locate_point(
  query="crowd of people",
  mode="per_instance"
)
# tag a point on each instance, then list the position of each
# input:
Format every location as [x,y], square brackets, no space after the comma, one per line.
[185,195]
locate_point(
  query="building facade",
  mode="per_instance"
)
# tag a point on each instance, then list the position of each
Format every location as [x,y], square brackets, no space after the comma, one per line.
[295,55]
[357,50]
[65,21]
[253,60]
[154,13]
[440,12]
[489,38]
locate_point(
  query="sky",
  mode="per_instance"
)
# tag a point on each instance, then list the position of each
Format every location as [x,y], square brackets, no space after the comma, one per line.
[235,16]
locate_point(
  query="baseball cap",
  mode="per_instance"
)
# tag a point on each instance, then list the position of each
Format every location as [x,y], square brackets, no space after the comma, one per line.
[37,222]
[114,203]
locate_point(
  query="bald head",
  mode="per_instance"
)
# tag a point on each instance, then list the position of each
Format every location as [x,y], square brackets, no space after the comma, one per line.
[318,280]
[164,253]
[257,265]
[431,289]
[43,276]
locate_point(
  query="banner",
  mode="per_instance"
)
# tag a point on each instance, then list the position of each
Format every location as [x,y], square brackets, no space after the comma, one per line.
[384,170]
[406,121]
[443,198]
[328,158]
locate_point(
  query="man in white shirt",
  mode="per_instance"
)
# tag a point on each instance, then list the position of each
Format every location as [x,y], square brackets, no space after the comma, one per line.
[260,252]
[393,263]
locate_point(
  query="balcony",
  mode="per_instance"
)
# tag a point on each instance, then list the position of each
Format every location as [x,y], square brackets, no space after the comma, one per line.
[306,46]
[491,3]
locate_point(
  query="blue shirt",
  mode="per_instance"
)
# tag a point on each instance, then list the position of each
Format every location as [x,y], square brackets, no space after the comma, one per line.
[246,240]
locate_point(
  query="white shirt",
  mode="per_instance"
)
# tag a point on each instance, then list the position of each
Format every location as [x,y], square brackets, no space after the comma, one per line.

WORK TO DO: Output every record above exactly as it appears.

WRITTEN ANSWER:
locate_point(
  query="crowd of people",
  mode="per_instance"
)
# tag a point on each instance, then list the position of each
# input:
Format every location as [x,y], square brackets, no space after the comma, one per line.
[185,195]
locate_point(
  query="building facade",
  mode="per_instance"
)
# tag a point on each instance, then list the position of each
Format every location as [x,y], square brackets, no space after the comma, one per line.
[295,55]
[357,50]
[65,21]
[253,60]
[154,13]
[440,12]
[489,38]
locate_point(
  query="sky",
  mode="per_instance"
)
# tag a point on each instance, then list the position of each
Format every location as [x,y], square brackets, no space after the comma, one per line.
[235,16]
locate_point(
  query="baseball cap",
  mode="per_instance"
)
# tag a point on each instance, then list the position of each
Format every location as [x,y], square brackets, no space after the comma, one per line.
[37,222]
[114,203]
locate_point(
  query="bald head",
  mode="per_instance"
)
# tag a point on each instance, then list the position of each
Format every location as [x,y], square brackets, no space after the comma, one per line.
[318,280]
[164,253]
[257,265]
[431,289]
[43,276]
locate_point(
  query="banner",
  mode="per_instance"
)
# tag a point on each instance, then list the position of each
Format every location as [x,y], square brackets, no space after the comma, one per line.
[384,170]
[406,121]
[443,198]
[328,158]
locate_point(
  query="man in white shirt",
  mode="per_instance"
)
# tag a point on each instance, then list the position of each
Format every location as [x,y], square brackets, no space after the comma, one per line.
[260,252]
[393,263]
locate_point(
  query="balcony",
  mode="per_instance"
)
# tag a point on each instance, then list the position of each
Format every location as [x,y], square brackets, no space after the comma, one per line.
[306,46]
[491,3]
locate_point(
  query="blue shirt",
  mode="per_instance"
)
# tag a point on each instance, then list the position of each
Format every location as [x,y], square brackets, no space after the comma, one per line.
[246,240]
locate_point(
  query="white shirt",
  mode="per_instance"
)
# tag a point on each instance, then list the position of each
Format every location as [x,y], square brackets, no space after the comma, one per line.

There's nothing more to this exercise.